**ASSIGNMENT**
Scan the entries for lines containing the string "below". Reply with how many there are, and nothing else.

EXTRACTED INFORMATION Start Marker

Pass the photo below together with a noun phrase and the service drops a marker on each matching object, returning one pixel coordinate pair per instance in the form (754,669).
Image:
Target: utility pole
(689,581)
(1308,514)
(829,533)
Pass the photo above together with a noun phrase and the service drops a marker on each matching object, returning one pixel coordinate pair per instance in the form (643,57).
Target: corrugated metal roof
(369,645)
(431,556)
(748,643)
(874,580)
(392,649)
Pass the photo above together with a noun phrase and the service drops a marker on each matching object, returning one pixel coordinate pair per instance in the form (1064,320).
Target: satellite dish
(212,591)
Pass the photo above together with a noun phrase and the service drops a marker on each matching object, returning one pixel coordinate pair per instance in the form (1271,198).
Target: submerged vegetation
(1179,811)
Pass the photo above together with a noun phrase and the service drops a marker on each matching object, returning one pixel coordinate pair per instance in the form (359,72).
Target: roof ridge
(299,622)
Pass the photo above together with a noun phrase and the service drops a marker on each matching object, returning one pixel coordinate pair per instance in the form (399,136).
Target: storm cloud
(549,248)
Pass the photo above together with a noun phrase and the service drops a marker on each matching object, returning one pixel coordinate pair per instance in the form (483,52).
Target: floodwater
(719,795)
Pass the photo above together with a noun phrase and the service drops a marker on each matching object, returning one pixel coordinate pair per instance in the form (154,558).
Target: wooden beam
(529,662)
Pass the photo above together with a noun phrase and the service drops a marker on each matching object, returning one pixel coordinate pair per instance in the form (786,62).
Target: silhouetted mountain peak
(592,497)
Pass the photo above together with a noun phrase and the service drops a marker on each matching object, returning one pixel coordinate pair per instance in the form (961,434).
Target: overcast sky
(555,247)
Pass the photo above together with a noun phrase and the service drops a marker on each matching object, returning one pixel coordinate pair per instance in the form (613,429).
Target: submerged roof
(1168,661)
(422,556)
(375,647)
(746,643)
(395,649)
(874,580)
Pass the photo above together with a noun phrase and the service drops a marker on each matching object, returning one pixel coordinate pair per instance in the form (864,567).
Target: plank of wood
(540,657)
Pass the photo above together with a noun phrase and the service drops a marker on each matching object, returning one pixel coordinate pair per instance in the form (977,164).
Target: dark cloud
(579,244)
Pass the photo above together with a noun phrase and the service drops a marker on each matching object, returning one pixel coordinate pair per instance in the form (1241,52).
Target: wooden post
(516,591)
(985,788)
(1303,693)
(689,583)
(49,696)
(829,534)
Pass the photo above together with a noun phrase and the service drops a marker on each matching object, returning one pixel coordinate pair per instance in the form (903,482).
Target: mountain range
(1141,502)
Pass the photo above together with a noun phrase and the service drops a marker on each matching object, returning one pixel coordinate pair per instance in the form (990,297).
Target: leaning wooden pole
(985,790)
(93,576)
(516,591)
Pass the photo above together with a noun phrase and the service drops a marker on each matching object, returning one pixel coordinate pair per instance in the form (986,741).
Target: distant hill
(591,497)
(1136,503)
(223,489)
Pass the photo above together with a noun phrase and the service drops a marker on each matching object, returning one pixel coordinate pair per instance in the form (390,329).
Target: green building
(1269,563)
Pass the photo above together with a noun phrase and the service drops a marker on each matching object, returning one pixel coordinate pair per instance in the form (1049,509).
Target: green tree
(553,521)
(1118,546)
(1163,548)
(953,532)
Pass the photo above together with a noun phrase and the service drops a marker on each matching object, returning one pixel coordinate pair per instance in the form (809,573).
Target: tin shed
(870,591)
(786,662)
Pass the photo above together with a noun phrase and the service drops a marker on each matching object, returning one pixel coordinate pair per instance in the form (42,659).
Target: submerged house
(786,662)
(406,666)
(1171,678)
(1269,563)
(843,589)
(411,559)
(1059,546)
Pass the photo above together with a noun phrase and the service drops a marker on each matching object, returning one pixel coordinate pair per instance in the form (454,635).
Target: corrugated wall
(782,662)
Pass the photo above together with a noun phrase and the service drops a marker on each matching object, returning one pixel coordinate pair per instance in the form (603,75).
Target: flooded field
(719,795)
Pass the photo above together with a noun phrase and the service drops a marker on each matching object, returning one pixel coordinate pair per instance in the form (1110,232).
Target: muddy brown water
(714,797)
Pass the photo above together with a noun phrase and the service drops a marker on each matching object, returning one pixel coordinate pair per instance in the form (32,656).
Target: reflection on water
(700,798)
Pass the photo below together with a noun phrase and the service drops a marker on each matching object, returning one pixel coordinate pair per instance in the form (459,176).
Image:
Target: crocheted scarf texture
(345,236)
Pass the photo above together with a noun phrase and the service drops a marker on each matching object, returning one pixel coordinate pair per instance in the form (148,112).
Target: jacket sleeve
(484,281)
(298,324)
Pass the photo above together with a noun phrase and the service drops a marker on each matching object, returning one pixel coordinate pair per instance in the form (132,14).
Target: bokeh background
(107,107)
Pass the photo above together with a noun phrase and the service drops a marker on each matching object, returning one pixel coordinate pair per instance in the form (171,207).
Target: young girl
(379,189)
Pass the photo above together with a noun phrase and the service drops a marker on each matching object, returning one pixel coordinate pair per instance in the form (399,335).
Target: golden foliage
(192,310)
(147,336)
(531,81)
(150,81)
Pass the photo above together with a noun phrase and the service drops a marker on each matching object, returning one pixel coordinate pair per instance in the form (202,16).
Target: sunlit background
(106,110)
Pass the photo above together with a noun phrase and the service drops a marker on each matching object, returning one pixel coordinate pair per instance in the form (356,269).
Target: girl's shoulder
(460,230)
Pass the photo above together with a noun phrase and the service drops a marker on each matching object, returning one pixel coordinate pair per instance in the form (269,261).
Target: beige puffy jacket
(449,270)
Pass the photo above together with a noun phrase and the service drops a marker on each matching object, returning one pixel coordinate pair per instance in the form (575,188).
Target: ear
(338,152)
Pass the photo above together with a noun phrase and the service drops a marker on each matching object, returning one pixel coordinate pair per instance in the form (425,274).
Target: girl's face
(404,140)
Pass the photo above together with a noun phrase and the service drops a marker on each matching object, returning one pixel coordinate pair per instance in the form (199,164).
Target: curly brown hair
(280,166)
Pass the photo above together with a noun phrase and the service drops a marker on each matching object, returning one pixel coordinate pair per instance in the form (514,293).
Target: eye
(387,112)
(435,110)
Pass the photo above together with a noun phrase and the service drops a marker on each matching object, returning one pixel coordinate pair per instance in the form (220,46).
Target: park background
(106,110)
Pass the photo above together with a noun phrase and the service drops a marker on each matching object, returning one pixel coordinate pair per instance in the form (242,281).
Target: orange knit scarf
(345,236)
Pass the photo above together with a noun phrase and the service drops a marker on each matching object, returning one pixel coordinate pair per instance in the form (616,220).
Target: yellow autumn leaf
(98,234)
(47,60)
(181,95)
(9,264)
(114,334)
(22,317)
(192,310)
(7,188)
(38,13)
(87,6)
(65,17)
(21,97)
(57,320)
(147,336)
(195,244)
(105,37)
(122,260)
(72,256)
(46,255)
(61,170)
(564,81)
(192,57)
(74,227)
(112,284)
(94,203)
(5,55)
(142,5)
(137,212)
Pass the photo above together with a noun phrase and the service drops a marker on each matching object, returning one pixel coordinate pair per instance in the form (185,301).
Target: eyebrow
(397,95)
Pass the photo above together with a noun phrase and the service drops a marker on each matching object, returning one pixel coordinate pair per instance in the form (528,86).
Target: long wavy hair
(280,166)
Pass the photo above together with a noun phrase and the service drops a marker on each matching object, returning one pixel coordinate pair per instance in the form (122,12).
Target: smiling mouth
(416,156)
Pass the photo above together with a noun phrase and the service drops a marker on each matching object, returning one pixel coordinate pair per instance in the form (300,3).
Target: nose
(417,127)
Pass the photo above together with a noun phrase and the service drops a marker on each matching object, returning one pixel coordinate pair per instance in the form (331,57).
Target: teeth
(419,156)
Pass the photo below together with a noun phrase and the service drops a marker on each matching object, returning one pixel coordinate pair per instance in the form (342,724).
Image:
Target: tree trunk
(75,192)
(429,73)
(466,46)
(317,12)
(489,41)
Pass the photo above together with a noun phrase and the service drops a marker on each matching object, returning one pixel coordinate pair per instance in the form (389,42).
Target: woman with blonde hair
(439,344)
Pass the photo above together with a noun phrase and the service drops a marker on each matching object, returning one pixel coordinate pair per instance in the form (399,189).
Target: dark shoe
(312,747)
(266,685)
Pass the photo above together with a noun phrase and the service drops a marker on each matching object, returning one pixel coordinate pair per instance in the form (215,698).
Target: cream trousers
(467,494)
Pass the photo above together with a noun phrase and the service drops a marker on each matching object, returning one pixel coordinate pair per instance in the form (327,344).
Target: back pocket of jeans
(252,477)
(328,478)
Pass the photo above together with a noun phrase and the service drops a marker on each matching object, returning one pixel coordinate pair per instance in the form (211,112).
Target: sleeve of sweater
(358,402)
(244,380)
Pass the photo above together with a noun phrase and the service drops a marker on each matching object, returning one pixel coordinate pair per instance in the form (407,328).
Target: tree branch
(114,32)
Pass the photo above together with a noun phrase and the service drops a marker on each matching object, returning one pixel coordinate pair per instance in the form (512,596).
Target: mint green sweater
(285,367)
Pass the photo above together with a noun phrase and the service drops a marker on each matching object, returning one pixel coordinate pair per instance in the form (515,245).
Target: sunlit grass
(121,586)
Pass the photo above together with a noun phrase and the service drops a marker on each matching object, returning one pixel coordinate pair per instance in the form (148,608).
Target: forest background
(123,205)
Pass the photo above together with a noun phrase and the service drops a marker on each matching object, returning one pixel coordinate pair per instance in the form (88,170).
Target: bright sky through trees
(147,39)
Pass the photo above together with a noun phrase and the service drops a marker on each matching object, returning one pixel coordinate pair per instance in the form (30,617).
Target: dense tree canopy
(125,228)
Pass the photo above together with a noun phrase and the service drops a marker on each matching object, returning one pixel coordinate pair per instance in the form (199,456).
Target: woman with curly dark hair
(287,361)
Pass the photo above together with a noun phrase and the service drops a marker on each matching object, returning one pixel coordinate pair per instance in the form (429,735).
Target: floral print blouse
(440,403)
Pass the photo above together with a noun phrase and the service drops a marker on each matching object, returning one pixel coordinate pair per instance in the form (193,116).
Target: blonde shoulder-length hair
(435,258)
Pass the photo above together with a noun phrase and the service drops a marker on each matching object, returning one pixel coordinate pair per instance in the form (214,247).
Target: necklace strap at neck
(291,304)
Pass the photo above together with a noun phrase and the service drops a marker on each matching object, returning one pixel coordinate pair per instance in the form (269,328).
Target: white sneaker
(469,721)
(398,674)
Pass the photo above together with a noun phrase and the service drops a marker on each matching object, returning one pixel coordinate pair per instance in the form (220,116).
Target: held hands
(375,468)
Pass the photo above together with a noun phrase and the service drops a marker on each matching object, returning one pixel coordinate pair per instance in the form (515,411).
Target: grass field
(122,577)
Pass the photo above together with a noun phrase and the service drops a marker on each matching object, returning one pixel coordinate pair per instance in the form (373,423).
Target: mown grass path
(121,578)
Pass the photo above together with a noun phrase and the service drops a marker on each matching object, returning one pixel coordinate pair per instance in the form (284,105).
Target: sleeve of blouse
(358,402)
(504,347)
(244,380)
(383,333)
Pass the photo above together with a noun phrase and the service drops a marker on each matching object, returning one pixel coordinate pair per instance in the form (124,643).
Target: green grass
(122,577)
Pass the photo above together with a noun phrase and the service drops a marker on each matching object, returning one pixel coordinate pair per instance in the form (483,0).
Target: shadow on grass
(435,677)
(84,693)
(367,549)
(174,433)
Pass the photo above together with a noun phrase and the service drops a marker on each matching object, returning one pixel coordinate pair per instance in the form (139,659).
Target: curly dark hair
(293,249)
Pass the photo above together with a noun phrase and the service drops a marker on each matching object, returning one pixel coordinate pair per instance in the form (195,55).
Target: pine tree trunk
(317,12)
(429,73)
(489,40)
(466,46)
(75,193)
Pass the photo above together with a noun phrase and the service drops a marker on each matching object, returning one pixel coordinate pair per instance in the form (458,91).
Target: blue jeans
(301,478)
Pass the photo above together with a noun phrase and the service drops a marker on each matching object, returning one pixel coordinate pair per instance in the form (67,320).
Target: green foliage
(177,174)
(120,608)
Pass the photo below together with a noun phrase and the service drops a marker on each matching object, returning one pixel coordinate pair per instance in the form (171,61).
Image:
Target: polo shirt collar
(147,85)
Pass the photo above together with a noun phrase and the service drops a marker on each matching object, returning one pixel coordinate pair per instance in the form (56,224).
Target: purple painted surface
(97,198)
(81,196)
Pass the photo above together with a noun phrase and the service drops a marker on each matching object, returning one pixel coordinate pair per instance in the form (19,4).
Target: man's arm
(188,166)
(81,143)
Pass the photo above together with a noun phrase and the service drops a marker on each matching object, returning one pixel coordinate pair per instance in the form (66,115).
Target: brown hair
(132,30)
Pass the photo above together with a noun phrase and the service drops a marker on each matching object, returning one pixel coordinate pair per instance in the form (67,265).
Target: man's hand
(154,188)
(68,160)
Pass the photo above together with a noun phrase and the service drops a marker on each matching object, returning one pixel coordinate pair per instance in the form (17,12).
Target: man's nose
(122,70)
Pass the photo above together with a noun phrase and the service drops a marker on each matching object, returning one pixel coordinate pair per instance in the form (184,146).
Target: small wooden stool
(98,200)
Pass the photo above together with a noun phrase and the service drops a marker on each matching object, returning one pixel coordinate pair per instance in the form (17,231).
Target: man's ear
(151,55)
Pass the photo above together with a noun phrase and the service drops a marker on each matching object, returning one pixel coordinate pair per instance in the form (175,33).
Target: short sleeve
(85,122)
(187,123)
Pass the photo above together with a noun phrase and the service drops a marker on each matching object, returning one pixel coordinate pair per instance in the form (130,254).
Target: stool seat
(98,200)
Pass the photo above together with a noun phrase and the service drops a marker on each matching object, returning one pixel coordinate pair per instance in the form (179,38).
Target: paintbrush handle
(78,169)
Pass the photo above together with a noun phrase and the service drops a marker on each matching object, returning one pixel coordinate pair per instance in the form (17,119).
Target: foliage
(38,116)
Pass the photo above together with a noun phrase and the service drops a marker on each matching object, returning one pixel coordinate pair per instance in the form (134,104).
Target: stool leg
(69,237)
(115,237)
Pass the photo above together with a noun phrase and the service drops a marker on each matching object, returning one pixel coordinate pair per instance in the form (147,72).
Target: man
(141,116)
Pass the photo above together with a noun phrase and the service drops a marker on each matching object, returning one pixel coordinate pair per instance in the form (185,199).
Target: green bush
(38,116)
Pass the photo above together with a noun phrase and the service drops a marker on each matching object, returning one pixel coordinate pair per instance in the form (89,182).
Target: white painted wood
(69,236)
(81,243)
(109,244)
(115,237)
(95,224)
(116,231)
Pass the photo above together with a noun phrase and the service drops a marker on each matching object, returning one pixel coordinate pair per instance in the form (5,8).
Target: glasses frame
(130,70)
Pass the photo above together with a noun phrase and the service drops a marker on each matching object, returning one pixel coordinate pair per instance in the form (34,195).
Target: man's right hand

EXTRACTED INFORMATION End Marker

**RESULT OF THE TASK**
4